TAREFA PROPOSTA A:
Liste todos os adjetivos que qualificam pessoas no trecho sobre Mozart e Michael Jackson, na ordem em que aparecem.
TAREFA PROPOSTA B:
Responda com base no trecho sobre Mozart e Michael Jackson:
(i) Em que estação e ano começou a escrita sobre a relação entre Mozart e Michael Jackson?
(ii) Segundo o trecho, em que mundo Michael Jackson ainda não estava no radar?
(iii) Qual gênero o trecho chama de perdido?

Desde que comecei a escrever sobre a relação entre Wolfgang Mozart e Michael Jackson, no verão de 2009, tenho me alegrado muito por encontrar vários leitores inspirados pelas minhas comparações biográficas e artísticas; mas não pude ficar mais contente, pois não consegui encontrar qualquer outra pessoa tão dedicada e apaixonada pelo desenvolvimento desse assunto em particular.
Apesar da insurgência de popularidade após sua morte, parecia que Michael Jackson ainda não estava no radar do mundo musicológico, ou acadêmico em geral. Senti-me sozinha com o meu interesse, mas não sem inspiração. Afinal, era mais do que gratificante anexar os artistas que há muito tempo governaram o meu universo, trazendo um novo exame para estabelecer a relação complementar entre os dois. Eu estava numa missão de abrir os olhos e os ouvidos para o talento artístico de um ícone e o seu gênero perdido, a música clássica.

LISTAGEM:
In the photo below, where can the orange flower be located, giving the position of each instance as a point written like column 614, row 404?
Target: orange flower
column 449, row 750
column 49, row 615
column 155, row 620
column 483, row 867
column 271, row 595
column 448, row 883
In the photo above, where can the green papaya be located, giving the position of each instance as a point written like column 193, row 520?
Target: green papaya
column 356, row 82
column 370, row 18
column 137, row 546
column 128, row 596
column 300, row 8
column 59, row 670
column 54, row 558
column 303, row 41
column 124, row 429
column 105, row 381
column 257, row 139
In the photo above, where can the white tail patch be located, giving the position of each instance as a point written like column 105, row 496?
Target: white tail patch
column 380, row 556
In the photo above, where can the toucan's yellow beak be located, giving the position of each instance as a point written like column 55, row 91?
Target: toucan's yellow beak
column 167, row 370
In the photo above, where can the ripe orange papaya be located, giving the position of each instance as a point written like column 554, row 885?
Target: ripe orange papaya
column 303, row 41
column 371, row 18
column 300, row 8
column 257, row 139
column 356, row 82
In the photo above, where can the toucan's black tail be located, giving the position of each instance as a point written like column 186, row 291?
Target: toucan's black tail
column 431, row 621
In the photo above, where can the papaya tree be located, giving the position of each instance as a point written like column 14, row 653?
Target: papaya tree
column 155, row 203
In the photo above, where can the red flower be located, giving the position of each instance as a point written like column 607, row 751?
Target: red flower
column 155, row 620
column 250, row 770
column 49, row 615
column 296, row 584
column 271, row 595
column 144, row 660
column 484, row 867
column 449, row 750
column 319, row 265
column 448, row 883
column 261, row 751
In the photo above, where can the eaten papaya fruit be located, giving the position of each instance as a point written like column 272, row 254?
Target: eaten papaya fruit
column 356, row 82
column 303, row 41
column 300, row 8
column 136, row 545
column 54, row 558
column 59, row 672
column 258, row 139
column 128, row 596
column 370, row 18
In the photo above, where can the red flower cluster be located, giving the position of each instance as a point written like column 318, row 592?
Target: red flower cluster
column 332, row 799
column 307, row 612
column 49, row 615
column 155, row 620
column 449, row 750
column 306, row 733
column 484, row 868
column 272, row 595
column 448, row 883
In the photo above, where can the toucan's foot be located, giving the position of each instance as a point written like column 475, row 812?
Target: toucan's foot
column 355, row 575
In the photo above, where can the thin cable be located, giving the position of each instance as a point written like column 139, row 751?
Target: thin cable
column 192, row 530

RESULTADO DO EXERCÍCIO A:
inspirados
contente
dedicada
apaixonada
sozinha

RESULTADO DO EXERCÍCIO B:
(i) No verão de 2009.
(ii) No mundo musicológico, ou acadêmico em geral.
(iii) A música clássica.